▸ Tasks for this exercise:
[a] In the article on France's Covid surge, turn the paragraph beginning "The proclamation has already been brought to bear" into a short bulleted list that keeps its main facts.
[b] Write what comes next in the news article about France's Covid crisis, picking up after its final sentence.

Abu Dhabi, UAETuesday 20 October 2020


France heads for fresh Covid crisis as deaths start to rise

Cases are surging and deaths are rising as Marseille hospitals declare state of emergency

Marseille hospitals have issued a Covid distress call. Reuters
Marseille hospitals have issued a Covid distress call. Reuters

France appears on the brink of losing its battle to prevent a second wave of coronavirus as cases surge and public unrest over the government’s response grows.

The disquiet has prompted an intervention from President Emmanuel Macron who said on Friday that the response needs to be “lucid, very transparent, demanding but at the same time proportionate."

Despite Mr Macron’s call for calm, the French Covid maelstrom could now be further provoked by an announcement from its public health agency that deaths have started to rise for the first time since the end of lockdown in May.

265 people died from the virus this week compared with 129 the last, agency data reveal, taking total deaths from the pandemic in France to 31,095.

Whilst a recent surge of infections mostly affected the young, infections are also growing fast among the over-75s. And this trend has seen admissions to hospital and intensive care wards increase, the agency said.

The spike has placed French hospitals onto emergency footing. This morning French broadcaster RBS tweeted that “Marseille hospitals are launching a distress call: between their general activity and the management of new cases of Covid19, the situation is tense in the services.”

The number of new infections was down by eight per cent from the previous week but any stirrings of hope at the decrease were quashed by the agency which warned that this was likely an "underestimate" of infections due to saturation of testing capacity in certain regions.

Testing furore leads to unrest

There is growing concern too about how hard it is to get a test - especially in the Paris region - due to demand. The shortage led prime minister Jean Castex to admit last week that his government must do better.

The testing turmoil has already seen overwhelmed French testers go on strike while in Marseille on Thursday crowds gathered to protest over school closures precipitated by the striking testers.

In the absence of a functional testing regime, health minister Olivier Veran said on Thursday that France is preparing tighter restrictions in several cities to curtail the Covid surge after daily infections topped 10,000 twice over the last week. In the last 24 hours, health ministry figures have revealed that cases have shot up by 10,593.

The proclamation has already been brought to bear in the French Riviera town of Nice, where restrictions announced on Friday include a maximum of groups of 10 people allowed to gather in its parks and on its beaches.It will also be forbidden to buy or consume alcohol in public in the city after 8pm while bars can no longer open all night. And authorities are lowering the ceiling for attendance at big public events to 1,000 people from 5,000 previously.

Collection entries
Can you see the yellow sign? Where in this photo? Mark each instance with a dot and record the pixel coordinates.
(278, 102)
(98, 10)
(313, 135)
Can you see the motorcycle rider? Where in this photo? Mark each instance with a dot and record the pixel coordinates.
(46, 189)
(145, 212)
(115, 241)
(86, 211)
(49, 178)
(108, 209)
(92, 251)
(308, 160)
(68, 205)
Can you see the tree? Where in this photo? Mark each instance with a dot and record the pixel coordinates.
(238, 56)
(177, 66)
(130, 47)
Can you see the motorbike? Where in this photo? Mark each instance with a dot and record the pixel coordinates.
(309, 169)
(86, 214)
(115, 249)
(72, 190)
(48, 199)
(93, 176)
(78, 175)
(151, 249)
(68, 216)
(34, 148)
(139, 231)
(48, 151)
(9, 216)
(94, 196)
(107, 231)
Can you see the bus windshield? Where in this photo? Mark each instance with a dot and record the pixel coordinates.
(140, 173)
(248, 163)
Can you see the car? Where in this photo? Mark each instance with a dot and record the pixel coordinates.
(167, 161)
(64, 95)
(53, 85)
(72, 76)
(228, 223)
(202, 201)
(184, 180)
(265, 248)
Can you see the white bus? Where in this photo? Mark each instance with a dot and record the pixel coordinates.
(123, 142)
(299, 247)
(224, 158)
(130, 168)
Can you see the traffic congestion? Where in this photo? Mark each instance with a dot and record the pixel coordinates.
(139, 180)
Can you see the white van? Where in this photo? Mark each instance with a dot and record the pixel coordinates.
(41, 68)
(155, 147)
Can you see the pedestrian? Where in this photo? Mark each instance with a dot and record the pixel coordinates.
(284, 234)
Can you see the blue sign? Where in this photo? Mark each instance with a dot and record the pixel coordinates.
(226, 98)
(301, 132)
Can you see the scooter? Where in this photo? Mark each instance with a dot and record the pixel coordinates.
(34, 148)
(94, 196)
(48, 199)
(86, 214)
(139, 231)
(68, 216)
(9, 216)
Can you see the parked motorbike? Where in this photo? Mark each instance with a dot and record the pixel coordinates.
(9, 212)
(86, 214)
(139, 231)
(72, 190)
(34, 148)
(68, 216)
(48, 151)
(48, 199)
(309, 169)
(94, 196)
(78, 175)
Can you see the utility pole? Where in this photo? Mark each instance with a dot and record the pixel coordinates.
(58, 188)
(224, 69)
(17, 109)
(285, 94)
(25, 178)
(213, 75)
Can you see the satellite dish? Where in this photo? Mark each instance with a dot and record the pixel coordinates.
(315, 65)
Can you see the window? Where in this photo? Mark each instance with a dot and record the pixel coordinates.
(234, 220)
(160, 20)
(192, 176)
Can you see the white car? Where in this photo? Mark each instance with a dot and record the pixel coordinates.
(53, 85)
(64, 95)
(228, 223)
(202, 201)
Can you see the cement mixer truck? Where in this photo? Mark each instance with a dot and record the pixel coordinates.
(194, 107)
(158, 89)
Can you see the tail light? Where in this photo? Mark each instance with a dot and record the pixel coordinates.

▸ Expected responses:
[a]
- The planned tighter restrictions have already reached Nice, on the French Riviera, with measures announced on Friday.
- Gatherings in parks and on beaches are limited to groups of 10 people.
- Buying or drinking alcohol in public is banned after 8pm.
- Bars can no longer stay open all night.
- Big public events are capped at 1,000 people, down from 5,000.

[b]
The French legislature will be anxiously hoping news of new, more rapid saliva tests announced by Mr Veran on Thursday prove feasible. An announcement is expected later on Friday.

The jump in French infections of more than 10,000 on Thursday was the most eye-catching figure among increases elsewhere in Europe, with new cases in Germany increasing by more than 2,000 on Friday, the most since late April.

Portugal on Thursday reported the most new infections in five months, with 770, while Spanish cases rose at a slower pace than the previous day but still by more than 4,500.

Health officials blame the increase on social gatherings, especially among younger people, and on travellers bringing the virus back from vacation. The upward trend threatens to derail Europe’s tentative revival, should governments be forced to further tighten restrictions on movement.

Reluctance to take draconian route

Politicians are reluctant to reimpose strict lockdowns as it would likely alienate voters already fed up with more than six months of disruption to daily life, but they may be forced into action if the disease can’t be brought under control.

UK Health Secretary Matt Hancock on Friday declined to rule out a second national lockdown and said the acceleration of cases and hospital admissions across Britain represents a “big moment.” The UK’s daily caseload averages more than 3,300 over the past week, putting infections at a level not seen since May.

“The pandemic is back in most of our countries,” German economy minister Peter Altmaier said before a video conference with European Union counterparts. “We have to make sure that the trend toward recovery in Europe isn’t impeded and threatened by the rising infection numbers.”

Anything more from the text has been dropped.